Copia al pie de la letra el pasaje del texto sobre boxeo que va de "A juzgar por" a "años y kilos.".

**Fuente**:
◆ ◆ ◆

A juzgar por los hechos, la historia del título que obtuvo Alegre es digna de un sketch de Diego Capusotto, con quien compartió pantalla entre los años 1999 y 2002. Carece de seriedad. Sin embargo, detrás de la postal de campeón, hay un trasfondo más oscuro y riesgoso que merece ser advertido. Este tipo de programas emergentes transgreden el reglamento y las normas mínimas de seguridad que requiere la práctica profesional de boxeo. Además, la mayoría de los protagonistas son aficionados con escasos o nulos antecedentes boxísticos, púgiles suspendidos por la FAB por bajos rendimientos o verdaderos probadores entrados en años y kilos.
"La FAB tiene mucha burocracia para que nosotros trabajemos. Es una injusticia dejarle porcentajes de nuestras bolsas a promotores si somos nosotros, los boxeadores, los que nos subimos al ring a dejar la salud a golpes", se queja Alegre, quien hizo su última pelea con licencia FAB el 12 de marzo de 1994, contra un ascendente Raúl Pepe Balbi, que siete años después, tras destronar en el Palacio de los Príncipes de París al francés Julien Lorcy, se consagró campeón mundial liviano AMB. Desde entonces, el peregrinaje boxístico de Alegre se perdió en ruinosos rings del conurbano a expensas de alguna moneda que ayudara a parar la olla para sus siete hijos. Detrás de la organización del ignoto Consejo Internacional de Boxeo está Daniel Gorena, un experto talabartero que supo fabricar cinturones mundiales para organismos prestigiosos como el Consejo Mundial de Boxeo y, paradójicamente, la FAB. "Nosotros tratamos de darle una mano a los boxeadores que están proscriptos por la Federación. A diferencia de los otros pseudo-organismos que solo les interesa el negocio, tenemos un rol social. No soy un advenedizo en el mundo del boxeo, llevo más de 20 años en esto y sé cómo puedo darle a Omar un retiro digno", alimenta Gorena, que parece minimizar la precariedad de las programas y la integridad física de los boxeadores que combaten en su entidad.
En la Argentina, los combates que se organizan sin la intervención de una entidad deportiva autorizada son castigados por el Código Penal bajo la figura de riña. Lamentablemente, más del 60 por ciento de las peleas que se organizan hoy en territorio nacional son fiscalizadas por entidades carentes de personería jurídica, convirtiendo al pugilismo vernáculo en un verdadero tráfico de carne humana.

◆ ◆ ◆

**Datos proporcionados**:

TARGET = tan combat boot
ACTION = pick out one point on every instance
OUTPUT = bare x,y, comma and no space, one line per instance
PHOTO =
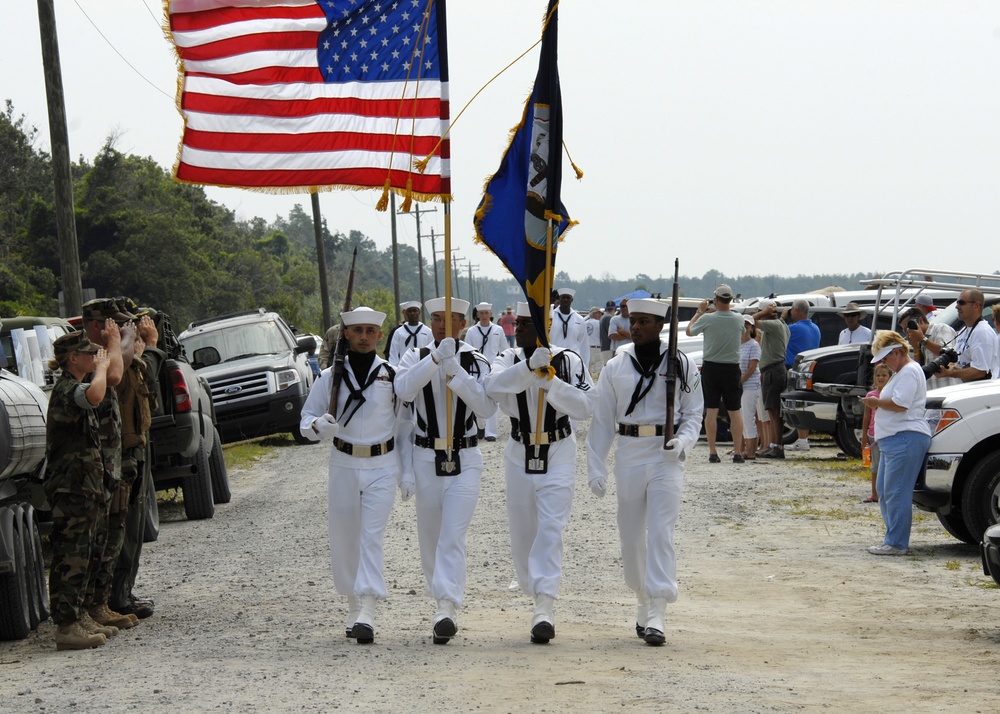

◆ ◆ ◆

**Solución**:
A juzgar por los hechos, la historia del título que obtuvo Alegre es digna de un sketch de Diego Capusotto, con quien compartió pantalla entre los años 1999 y 2002. Carece de seriedad. Sin embargo, detrás de la postal de campeón, hay un trasfondo más oscuro y riesgoso que merece ser advertido. Este tipo de programas emergentes transgreden el reglamento y las normas mínimas de seguridad que requiere la práctica profesional de boxeo. Además, la mayoría de los protagonistas son aficionados con escasos o nulos antecedentes boxísticos, púgiles suspendidos por la FAB por bajos rendimientos o verdaderos probadores entrados en años y kilos.